# WHAT IS BEING ASKED
Report every line in the listing below that contains the word "beige", copying each one in full.
"""
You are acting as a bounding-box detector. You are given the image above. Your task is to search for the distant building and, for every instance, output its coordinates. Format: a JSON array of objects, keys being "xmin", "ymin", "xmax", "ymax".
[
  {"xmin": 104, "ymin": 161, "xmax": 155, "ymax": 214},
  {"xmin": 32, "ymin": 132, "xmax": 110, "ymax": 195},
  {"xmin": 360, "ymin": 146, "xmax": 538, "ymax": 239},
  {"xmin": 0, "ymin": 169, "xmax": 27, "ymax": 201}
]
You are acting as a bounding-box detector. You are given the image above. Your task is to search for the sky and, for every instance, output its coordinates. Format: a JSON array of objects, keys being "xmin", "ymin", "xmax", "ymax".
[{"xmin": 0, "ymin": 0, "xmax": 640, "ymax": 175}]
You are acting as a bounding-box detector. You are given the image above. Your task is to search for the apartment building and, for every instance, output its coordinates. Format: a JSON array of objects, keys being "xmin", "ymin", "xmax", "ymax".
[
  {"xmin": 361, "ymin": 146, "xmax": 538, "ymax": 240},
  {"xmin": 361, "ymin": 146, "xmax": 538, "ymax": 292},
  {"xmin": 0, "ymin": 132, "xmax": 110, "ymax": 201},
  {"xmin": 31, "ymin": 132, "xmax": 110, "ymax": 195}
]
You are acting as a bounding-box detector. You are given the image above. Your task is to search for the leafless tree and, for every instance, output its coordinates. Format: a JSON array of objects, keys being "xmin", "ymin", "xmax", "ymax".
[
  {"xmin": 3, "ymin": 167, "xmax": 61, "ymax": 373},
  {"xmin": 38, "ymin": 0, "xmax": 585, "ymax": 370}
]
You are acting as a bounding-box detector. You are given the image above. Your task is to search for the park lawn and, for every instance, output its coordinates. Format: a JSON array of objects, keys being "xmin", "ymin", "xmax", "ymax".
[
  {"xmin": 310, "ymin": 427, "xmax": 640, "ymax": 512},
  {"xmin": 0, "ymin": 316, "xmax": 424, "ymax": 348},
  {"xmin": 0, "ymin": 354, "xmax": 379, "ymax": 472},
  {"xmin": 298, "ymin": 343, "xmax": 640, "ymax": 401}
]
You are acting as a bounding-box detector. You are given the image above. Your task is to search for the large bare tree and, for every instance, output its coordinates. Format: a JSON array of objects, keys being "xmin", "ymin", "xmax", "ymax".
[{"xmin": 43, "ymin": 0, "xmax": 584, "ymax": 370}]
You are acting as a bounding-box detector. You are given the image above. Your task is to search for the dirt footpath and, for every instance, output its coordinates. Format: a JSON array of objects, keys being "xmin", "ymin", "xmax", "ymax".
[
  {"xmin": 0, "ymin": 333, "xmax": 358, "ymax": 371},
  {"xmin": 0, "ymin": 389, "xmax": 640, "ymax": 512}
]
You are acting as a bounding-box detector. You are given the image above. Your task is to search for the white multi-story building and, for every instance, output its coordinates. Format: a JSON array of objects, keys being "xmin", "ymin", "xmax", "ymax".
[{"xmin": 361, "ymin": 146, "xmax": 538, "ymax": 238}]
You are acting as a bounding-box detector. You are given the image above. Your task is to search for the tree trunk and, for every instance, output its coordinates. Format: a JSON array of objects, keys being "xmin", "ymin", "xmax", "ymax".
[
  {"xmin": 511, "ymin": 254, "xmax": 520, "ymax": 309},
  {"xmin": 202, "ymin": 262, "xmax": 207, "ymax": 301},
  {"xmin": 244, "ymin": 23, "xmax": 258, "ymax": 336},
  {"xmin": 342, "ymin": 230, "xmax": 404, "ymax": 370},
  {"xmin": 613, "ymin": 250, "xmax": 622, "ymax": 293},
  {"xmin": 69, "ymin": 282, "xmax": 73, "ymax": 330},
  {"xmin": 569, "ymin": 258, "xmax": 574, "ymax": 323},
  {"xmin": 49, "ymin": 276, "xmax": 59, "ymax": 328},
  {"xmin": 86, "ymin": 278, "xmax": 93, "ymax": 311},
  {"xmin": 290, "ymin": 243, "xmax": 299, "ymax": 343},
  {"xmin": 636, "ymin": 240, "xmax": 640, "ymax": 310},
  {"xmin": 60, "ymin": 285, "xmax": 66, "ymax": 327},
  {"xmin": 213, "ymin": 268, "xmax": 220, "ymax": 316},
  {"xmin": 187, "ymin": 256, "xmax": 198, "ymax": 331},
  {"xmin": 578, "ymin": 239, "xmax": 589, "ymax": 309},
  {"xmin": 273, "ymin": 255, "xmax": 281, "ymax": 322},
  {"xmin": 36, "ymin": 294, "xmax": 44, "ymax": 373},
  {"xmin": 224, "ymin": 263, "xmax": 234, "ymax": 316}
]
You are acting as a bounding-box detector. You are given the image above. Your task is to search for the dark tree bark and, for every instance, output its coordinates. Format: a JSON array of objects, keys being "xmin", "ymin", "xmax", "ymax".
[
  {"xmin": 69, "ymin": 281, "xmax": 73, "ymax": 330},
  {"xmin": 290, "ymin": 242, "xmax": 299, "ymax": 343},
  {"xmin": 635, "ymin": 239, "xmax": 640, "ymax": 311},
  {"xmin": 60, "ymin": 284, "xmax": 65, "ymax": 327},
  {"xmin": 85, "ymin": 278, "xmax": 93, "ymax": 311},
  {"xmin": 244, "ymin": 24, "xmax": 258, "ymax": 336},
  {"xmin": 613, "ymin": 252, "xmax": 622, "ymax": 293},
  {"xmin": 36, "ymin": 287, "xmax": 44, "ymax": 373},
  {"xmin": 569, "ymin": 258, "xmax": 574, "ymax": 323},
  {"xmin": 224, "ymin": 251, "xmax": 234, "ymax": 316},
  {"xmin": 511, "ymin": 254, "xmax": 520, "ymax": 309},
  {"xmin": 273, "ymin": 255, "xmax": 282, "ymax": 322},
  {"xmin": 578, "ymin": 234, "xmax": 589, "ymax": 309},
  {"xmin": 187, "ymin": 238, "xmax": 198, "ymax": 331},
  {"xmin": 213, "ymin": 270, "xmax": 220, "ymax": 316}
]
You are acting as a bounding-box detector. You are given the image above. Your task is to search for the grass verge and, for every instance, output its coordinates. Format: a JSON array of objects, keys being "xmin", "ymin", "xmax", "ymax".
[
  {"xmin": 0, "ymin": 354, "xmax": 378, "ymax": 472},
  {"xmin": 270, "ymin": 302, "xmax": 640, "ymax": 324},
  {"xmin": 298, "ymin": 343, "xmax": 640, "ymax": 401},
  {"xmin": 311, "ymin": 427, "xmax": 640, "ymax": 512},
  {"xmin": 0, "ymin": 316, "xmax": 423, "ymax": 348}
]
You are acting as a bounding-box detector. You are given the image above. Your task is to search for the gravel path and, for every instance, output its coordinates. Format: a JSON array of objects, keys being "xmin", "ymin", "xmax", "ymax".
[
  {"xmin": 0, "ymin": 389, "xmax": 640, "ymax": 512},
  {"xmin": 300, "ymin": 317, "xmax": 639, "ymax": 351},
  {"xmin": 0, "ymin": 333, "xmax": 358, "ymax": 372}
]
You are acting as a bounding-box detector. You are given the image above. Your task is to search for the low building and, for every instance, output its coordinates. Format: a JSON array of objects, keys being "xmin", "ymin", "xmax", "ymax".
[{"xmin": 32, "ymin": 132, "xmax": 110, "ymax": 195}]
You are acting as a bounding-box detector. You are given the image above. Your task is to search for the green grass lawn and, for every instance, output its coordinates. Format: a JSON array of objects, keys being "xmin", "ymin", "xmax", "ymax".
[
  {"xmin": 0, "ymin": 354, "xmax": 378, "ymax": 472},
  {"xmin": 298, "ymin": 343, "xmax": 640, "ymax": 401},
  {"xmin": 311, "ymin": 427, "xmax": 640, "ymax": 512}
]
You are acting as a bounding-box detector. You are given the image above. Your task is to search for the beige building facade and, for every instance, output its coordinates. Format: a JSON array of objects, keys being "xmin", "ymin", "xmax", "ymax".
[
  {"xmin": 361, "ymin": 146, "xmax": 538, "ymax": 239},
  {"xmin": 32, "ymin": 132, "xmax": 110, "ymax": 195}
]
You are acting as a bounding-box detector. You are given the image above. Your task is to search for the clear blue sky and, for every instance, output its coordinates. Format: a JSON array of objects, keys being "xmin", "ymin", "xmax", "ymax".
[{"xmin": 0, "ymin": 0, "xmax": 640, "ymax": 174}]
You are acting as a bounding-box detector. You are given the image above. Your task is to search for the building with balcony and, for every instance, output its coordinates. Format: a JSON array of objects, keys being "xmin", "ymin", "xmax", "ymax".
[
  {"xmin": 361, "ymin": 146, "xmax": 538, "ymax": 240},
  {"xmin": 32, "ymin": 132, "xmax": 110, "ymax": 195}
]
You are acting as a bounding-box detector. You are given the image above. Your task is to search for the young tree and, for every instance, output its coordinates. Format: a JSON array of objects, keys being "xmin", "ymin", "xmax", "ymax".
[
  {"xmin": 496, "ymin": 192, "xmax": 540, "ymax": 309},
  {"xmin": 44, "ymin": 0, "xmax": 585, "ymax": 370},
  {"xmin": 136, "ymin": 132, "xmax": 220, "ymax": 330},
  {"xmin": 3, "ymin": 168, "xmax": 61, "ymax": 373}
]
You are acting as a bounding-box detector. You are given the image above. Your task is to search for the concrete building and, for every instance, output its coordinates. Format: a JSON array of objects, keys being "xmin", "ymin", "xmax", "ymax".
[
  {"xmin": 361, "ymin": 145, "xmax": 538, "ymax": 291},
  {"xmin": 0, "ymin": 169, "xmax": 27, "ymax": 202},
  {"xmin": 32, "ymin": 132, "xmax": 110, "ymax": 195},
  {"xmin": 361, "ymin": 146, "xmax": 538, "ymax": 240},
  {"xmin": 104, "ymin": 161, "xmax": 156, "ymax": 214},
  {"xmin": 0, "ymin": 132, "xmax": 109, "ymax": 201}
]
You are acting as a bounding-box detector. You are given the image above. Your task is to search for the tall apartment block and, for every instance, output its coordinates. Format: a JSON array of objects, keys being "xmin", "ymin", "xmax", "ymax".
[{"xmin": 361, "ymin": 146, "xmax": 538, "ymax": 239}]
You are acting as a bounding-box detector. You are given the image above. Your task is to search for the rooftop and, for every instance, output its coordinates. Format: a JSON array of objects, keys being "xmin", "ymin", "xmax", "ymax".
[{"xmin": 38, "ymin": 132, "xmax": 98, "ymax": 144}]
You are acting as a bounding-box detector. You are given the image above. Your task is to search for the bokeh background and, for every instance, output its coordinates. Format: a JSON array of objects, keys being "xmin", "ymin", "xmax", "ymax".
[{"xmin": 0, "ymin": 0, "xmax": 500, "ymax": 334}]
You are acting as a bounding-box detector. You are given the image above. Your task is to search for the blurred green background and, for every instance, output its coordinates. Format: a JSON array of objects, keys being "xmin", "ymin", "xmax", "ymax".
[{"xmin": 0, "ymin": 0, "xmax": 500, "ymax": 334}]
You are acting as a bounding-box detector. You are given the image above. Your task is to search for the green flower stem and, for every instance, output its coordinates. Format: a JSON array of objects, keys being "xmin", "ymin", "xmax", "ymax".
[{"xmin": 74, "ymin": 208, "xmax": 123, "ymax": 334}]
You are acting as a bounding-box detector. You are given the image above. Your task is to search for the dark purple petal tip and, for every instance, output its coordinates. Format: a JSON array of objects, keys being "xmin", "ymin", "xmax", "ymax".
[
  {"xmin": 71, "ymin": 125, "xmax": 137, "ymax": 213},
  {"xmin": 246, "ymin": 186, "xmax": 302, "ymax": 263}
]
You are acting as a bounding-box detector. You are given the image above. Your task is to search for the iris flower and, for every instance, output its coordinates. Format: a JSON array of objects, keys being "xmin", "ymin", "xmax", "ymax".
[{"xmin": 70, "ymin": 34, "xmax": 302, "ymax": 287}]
"""
# EXERCISE SOLUTION
You are acting as a bounding-box detector. You are given the image above. Your task is to search for the beige building facade and, for every instance, output its coordinates. Format: a JSON array of objects, keys being "xmin", "ymin", "xmax", "ymax".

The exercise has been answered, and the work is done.